Count the lines below that contain the string "tree" and reply with that number alone.

───

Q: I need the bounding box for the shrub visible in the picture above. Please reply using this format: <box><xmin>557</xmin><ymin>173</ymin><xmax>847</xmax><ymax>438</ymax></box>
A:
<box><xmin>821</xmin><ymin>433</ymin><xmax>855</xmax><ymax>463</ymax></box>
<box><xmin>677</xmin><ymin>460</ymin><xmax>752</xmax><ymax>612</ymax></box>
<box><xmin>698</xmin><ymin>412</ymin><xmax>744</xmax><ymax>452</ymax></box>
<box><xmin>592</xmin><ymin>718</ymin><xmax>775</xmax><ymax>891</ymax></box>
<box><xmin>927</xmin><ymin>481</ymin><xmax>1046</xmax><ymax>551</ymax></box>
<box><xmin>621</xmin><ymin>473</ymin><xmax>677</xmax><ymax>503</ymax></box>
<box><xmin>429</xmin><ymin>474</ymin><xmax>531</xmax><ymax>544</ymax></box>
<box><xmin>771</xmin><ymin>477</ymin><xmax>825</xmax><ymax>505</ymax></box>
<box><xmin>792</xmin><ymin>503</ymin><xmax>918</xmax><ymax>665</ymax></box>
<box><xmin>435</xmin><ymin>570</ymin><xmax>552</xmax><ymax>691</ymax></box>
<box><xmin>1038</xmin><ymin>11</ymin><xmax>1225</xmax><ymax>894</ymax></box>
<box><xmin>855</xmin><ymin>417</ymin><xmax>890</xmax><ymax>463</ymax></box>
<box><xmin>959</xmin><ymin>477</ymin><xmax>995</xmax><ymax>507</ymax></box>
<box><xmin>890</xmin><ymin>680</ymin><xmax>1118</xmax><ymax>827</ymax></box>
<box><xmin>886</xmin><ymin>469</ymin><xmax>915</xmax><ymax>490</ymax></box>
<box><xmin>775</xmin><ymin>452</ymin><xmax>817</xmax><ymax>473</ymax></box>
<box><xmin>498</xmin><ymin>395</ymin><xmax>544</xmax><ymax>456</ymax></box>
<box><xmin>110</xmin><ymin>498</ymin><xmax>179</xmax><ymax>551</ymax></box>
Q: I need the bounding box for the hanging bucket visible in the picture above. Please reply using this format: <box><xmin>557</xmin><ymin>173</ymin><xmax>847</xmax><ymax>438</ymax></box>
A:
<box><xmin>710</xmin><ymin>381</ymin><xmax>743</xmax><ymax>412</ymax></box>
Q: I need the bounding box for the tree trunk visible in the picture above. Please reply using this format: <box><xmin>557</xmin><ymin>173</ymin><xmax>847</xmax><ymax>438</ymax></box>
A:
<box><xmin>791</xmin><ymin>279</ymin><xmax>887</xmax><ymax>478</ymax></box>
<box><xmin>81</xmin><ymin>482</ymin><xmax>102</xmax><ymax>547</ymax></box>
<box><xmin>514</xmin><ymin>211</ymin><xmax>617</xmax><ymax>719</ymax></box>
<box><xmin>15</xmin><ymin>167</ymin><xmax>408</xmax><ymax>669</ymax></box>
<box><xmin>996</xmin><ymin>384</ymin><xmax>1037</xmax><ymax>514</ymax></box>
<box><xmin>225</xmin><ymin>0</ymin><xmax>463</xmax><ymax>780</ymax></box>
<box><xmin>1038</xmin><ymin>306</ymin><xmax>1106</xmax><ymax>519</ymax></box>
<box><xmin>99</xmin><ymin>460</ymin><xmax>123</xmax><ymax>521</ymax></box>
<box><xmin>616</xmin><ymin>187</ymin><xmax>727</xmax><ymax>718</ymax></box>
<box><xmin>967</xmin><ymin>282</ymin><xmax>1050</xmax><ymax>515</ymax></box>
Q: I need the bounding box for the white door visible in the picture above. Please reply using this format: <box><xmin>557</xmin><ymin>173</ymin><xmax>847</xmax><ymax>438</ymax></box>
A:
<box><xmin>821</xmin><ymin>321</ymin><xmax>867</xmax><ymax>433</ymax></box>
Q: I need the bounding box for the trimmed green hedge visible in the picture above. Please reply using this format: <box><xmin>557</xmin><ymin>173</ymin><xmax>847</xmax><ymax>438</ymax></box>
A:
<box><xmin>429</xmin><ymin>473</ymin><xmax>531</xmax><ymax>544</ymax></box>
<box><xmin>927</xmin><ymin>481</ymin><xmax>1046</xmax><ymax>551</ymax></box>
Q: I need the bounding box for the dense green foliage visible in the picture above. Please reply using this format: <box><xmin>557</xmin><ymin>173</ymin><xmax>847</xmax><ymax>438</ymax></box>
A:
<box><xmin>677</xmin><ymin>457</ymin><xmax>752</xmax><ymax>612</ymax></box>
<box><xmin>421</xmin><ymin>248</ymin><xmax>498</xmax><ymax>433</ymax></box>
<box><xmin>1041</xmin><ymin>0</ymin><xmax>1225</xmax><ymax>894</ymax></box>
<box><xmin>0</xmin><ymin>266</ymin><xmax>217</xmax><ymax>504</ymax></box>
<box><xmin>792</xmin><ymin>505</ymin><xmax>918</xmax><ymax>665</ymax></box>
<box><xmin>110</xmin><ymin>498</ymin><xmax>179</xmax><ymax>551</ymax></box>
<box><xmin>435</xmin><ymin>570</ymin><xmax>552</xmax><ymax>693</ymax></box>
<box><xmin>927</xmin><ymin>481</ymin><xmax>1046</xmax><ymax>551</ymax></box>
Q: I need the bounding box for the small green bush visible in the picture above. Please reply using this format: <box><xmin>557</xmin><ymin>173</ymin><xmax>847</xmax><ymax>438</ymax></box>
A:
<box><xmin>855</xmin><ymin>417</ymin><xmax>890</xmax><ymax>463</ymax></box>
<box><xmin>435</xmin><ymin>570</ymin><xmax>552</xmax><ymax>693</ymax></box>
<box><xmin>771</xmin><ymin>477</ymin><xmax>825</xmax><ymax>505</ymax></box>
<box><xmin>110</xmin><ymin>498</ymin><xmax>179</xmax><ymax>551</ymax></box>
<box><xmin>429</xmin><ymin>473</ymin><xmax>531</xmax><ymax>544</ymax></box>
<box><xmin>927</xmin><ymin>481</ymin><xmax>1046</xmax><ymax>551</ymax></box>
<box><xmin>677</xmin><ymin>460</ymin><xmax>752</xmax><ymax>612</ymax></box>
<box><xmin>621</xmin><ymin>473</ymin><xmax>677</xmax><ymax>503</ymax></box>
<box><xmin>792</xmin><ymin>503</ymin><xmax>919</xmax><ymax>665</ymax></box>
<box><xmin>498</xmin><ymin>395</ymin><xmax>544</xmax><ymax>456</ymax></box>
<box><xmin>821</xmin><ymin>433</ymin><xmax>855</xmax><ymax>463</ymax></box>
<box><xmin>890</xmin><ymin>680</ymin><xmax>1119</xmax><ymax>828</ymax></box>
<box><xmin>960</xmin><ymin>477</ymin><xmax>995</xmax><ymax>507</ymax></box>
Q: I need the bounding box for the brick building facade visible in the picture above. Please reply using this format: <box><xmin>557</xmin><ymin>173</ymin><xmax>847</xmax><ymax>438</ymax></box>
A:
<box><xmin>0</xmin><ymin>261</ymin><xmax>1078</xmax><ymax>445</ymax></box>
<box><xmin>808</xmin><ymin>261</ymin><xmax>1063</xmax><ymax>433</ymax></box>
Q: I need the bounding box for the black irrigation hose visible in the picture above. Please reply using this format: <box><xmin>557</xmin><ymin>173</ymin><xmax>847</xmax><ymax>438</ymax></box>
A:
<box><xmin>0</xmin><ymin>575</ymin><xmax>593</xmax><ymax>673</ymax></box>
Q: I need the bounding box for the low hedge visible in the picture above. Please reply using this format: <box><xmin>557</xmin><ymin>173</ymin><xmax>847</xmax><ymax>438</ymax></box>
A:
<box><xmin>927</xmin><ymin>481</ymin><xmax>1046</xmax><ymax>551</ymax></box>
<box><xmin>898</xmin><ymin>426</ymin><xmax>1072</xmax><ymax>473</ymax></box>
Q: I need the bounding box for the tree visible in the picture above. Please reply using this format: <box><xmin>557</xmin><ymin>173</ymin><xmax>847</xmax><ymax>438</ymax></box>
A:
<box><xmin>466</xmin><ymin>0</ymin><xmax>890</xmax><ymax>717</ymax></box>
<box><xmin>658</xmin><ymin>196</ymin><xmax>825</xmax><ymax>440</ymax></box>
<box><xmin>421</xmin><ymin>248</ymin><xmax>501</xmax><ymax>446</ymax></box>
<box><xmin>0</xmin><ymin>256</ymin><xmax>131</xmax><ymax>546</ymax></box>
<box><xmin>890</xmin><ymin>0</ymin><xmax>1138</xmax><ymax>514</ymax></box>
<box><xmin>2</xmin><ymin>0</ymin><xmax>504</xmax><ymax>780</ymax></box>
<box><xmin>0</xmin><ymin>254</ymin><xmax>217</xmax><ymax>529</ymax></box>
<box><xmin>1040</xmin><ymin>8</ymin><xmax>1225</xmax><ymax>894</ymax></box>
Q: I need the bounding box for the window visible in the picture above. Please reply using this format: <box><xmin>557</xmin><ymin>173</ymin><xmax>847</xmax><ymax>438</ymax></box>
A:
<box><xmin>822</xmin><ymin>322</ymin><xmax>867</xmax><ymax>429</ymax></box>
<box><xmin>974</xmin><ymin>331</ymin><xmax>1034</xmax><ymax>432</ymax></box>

───

Task result
2